▶ WORK INSTRUCTION 1
Answer these questions from the text on manufacturing jobs:
(a) Which Lear Corp. facility was affected by supply chain disruptions, and where is it?
(b) How many jobs did factories add in June?
(c) What position does Scott Paul hold?
▶ WORK INSTRUCTION 2
Can you write the next part of the text on manufacturing jobs, starting after its last sentence?

The coronavirus pandemic initially took a toll on manufacturing employment, as shutdowns forced waves of temporary layoffs, including at local steel mills and factories.

It also resulted in supply chain disruptions that put more people temporarily out of work, including at Ford's Chicago Assembly Plant on the far South Side and its suppliers, including the Lear Corp. seat factory in Hammond.

But factories added 29,000 jobs in June, finally restoring manufacturing employment back to its pre-pandemic level, according to the Bureau of Labor Statistics. The manufacturing sector, a pillar of Northwest Indiana's heavily industrialized economy, is now 12,000 above its February 2020 level.

"Two of the bright spots in the economy have been the steady growth in manufacturing jobs and new major plant announcements. June continued that trend," said Scott Paul, president of the Alliance for American Manufacturing, a collaboration between the United Steelworkers union and leading manufacturing companies. "The factory sector has now recovered all of the jobs shed during the pandemic-induced recession, making this a unicorn recovery. Manufacturing jobs have never bounced back from a recession this well."

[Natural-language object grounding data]
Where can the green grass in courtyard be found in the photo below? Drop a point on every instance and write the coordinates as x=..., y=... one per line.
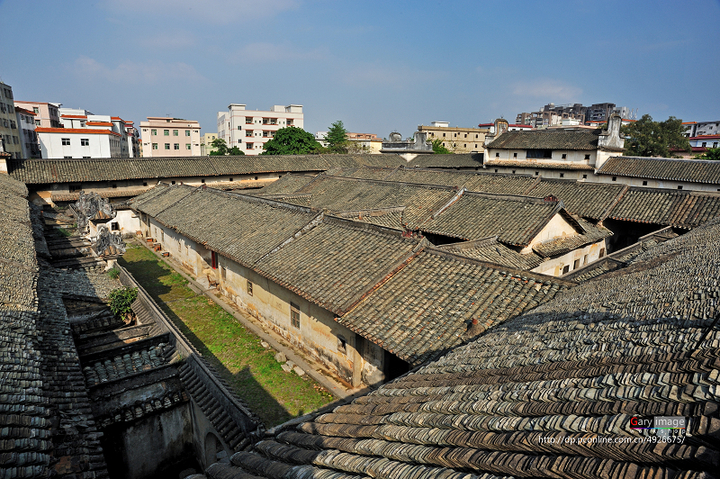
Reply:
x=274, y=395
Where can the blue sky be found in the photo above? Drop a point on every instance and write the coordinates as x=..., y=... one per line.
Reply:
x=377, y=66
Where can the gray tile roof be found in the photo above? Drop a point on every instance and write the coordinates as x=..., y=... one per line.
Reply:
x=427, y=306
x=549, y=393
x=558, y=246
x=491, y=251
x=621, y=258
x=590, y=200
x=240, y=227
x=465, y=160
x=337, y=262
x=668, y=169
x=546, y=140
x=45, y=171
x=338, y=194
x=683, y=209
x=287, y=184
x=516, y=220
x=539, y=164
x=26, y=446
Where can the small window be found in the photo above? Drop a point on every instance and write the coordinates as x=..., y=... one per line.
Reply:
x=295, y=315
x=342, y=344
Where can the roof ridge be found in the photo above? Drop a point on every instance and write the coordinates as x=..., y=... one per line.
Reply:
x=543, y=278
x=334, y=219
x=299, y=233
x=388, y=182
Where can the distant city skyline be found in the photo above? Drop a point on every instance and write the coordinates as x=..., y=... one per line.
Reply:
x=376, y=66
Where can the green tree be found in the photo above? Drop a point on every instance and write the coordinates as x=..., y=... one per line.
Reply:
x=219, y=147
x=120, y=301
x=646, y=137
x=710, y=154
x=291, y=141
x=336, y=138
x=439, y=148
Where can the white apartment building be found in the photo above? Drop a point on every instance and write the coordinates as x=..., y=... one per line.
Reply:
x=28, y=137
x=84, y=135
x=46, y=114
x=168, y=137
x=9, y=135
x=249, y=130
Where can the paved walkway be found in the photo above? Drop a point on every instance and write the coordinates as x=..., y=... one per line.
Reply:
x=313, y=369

...

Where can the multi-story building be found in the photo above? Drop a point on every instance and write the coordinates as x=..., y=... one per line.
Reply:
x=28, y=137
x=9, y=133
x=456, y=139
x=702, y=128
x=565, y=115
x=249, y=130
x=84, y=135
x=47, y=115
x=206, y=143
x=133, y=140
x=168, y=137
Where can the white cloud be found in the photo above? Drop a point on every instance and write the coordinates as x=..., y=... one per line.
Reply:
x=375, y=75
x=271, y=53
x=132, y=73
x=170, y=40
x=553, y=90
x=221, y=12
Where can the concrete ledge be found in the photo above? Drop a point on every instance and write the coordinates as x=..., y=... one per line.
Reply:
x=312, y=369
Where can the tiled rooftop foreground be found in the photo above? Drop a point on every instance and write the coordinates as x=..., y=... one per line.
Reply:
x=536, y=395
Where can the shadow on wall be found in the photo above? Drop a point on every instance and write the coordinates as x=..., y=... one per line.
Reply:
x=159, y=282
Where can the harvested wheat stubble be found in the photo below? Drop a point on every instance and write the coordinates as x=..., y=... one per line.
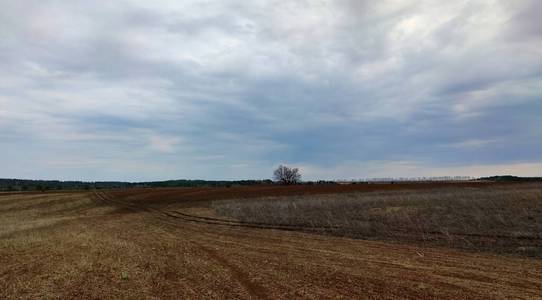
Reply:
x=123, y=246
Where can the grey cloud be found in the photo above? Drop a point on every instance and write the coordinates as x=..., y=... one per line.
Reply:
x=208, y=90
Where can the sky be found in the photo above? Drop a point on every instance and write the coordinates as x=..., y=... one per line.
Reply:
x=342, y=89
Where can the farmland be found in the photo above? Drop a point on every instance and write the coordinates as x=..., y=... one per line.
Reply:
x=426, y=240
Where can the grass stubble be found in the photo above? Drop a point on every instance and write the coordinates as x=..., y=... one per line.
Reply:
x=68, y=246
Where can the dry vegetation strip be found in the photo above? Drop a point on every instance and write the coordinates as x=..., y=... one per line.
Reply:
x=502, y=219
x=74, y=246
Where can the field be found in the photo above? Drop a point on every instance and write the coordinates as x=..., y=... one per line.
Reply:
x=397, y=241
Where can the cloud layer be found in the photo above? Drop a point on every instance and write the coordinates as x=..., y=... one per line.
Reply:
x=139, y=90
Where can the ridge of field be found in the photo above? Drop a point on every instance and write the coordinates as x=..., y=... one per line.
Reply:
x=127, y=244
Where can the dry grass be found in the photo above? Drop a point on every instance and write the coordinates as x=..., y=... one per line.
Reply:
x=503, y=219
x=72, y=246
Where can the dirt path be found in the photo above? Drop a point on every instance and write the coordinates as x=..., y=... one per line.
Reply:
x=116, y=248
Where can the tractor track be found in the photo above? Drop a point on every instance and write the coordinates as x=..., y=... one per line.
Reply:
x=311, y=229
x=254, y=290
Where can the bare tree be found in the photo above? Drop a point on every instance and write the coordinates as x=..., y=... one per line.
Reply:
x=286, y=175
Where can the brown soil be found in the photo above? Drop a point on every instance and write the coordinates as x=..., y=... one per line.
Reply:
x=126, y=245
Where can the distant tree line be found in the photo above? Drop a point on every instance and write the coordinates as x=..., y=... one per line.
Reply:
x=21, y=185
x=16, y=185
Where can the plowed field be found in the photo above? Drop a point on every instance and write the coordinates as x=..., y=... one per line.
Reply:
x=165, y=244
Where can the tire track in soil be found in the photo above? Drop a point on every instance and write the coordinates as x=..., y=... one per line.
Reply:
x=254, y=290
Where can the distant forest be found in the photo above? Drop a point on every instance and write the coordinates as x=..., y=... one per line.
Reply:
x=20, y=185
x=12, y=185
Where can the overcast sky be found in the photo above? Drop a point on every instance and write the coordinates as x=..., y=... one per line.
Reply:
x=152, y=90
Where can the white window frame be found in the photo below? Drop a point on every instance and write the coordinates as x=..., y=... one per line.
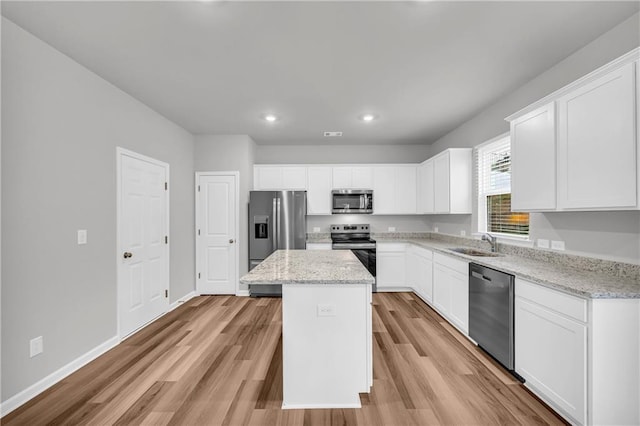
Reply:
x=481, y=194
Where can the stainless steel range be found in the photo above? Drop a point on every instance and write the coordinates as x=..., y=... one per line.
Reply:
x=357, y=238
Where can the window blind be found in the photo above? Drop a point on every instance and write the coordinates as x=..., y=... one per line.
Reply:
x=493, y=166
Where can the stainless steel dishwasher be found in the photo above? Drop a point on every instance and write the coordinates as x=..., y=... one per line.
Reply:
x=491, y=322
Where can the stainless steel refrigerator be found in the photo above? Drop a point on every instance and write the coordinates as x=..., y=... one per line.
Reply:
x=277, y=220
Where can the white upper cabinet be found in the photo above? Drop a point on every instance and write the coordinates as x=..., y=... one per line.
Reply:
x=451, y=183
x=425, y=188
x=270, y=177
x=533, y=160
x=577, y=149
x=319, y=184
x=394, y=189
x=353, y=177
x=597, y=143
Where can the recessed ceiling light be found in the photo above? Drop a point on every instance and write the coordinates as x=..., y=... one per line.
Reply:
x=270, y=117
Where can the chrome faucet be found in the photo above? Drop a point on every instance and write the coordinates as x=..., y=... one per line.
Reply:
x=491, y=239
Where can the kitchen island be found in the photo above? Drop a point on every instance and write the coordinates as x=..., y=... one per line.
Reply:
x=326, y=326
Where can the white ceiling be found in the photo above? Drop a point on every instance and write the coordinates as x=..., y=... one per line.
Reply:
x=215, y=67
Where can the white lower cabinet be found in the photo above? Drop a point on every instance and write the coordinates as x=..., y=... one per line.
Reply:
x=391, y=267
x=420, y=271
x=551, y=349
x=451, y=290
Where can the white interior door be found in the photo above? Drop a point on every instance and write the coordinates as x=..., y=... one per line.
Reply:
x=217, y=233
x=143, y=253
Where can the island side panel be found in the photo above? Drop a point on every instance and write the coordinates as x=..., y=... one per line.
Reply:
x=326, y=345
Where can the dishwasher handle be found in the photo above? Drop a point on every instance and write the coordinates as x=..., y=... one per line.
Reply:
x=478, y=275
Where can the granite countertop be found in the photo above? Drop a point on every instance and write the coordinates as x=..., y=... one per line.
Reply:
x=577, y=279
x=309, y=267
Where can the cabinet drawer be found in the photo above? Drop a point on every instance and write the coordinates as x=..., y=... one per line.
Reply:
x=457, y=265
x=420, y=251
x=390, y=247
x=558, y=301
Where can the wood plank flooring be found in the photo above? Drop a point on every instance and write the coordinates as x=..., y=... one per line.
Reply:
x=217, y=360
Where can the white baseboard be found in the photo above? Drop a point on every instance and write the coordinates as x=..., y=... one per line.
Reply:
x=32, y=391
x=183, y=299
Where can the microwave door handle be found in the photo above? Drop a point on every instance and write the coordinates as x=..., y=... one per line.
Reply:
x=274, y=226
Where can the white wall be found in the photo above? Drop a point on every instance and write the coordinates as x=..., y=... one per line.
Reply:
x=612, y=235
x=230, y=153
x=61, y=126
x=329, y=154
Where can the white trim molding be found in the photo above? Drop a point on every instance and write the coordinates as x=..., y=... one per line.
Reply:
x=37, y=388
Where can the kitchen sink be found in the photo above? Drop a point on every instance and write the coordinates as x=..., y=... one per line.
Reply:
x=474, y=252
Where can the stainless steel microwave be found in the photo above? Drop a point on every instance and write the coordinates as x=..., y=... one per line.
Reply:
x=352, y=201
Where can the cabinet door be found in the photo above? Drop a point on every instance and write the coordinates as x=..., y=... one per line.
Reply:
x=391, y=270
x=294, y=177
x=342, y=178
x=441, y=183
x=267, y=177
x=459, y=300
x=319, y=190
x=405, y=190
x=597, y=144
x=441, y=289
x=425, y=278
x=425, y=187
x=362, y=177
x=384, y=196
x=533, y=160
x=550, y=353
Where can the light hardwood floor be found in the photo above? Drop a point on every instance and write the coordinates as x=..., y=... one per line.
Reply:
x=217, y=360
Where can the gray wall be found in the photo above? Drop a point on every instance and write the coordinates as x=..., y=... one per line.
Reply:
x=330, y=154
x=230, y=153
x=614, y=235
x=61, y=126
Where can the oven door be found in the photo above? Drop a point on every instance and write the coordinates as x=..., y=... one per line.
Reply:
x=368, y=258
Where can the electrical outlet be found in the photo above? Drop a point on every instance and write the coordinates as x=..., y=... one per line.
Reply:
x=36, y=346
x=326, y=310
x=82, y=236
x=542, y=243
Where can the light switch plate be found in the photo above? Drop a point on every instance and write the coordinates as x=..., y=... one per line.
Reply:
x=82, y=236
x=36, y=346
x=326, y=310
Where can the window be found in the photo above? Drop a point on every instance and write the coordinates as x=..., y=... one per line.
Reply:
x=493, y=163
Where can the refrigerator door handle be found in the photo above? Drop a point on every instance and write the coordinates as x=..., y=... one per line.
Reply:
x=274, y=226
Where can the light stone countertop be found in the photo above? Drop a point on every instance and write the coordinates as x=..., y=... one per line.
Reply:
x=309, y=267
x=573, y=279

* * *

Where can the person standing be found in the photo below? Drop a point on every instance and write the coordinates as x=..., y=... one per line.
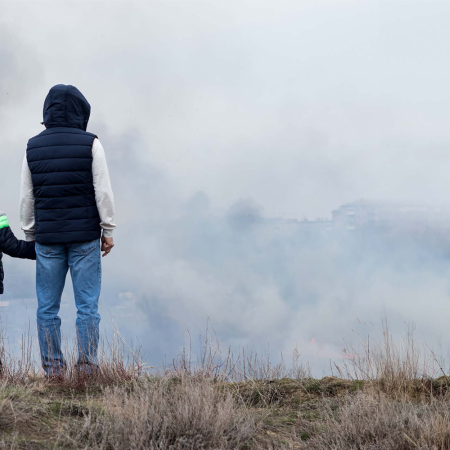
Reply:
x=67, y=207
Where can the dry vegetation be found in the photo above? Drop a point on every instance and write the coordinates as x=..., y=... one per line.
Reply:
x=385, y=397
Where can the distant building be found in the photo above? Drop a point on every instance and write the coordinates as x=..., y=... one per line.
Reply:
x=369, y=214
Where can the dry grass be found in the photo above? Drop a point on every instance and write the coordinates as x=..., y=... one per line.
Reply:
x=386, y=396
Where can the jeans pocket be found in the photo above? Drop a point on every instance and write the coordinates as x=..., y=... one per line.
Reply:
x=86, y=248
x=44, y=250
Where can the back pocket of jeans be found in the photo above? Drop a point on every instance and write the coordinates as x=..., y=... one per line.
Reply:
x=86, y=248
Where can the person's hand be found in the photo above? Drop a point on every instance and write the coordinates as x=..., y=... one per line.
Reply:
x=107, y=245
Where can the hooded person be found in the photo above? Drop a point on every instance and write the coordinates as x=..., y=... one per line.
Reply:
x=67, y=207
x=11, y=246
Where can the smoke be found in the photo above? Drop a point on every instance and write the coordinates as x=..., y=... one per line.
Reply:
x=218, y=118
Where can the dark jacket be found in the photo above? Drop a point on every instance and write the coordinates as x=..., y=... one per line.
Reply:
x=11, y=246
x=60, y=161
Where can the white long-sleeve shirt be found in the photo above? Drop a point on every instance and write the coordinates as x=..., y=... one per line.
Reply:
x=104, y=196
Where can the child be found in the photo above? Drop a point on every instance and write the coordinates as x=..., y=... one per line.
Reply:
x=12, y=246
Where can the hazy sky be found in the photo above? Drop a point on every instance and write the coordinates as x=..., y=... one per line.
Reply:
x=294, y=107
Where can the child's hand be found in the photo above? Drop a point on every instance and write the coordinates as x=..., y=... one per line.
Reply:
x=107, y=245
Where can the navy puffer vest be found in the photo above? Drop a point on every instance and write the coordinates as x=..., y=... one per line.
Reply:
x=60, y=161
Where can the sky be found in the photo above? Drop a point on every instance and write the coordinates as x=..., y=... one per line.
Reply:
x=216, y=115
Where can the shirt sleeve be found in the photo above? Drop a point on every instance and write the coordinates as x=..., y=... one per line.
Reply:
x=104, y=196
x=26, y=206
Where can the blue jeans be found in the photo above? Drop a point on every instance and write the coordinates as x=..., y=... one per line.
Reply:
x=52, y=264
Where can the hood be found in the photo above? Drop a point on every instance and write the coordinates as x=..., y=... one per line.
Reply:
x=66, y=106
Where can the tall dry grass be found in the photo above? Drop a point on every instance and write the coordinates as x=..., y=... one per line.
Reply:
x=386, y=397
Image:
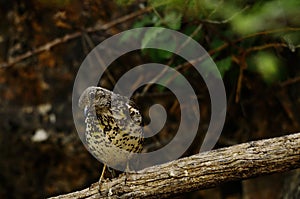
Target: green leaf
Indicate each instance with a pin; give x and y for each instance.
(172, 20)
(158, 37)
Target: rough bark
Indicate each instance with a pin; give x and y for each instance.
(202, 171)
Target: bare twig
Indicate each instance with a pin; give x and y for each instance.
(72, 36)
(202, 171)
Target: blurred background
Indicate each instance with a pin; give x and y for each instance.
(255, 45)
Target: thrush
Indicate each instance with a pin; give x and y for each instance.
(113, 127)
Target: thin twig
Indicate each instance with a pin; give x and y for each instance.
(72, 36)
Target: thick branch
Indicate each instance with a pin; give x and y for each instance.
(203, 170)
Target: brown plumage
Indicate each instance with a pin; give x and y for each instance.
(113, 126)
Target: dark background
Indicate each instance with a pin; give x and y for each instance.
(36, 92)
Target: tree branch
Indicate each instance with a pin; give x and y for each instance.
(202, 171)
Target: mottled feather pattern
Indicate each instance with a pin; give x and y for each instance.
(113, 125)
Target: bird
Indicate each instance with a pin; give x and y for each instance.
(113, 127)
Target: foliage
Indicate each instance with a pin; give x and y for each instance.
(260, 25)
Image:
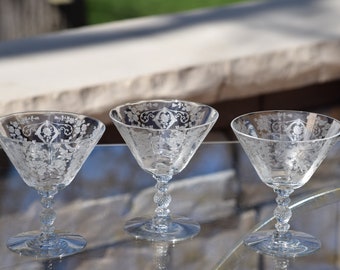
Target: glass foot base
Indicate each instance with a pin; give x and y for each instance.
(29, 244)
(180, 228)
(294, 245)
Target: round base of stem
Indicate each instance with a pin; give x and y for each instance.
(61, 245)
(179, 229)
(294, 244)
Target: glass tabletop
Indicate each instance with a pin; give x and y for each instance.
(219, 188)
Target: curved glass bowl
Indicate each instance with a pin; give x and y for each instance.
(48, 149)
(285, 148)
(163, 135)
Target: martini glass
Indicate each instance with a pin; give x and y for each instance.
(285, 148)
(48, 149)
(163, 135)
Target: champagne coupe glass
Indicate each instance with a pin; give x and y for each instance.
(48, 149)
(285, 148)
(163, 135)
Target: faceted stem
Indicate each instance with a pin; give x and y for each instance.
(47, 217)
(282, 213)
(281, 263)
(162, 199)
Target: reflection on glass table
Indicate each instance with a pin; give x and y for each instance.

▶ ANSWER SECTION 1
(a) The Lear Corp. seat factory in Hammond.
(b) 29,000 jobs.
(c) He is president of the Alliance for American Manufacturing.

▶ ANSWER SECTION 2
Average hourly earnings for manufacturing employees stayed steady at $30.86 an hour in June, according to the Bureau of Labor Statistics. Production workers saw their pay increase by 5 cents to $25 an hour.

Production workers' average workweek fell to 40.9 hours, a decrease of 0.3 hour as compared to the previous month.

Manufacturing employment remains 19,000 below its recent peak in July 2019.

"But some obstacles stand in the way of future growth. It would be shortsighted to remove tariffs on imports from China — Beijing hasn’t earned relief, reshoring could pause, and even retailers acknowledge consumers wouldn’t see lower prices," Paul said. "And Congress should not allow competitiveness legislation to stall. The rest of the world is moving ahead to bolster supply chains. We can’t afford to get left behind."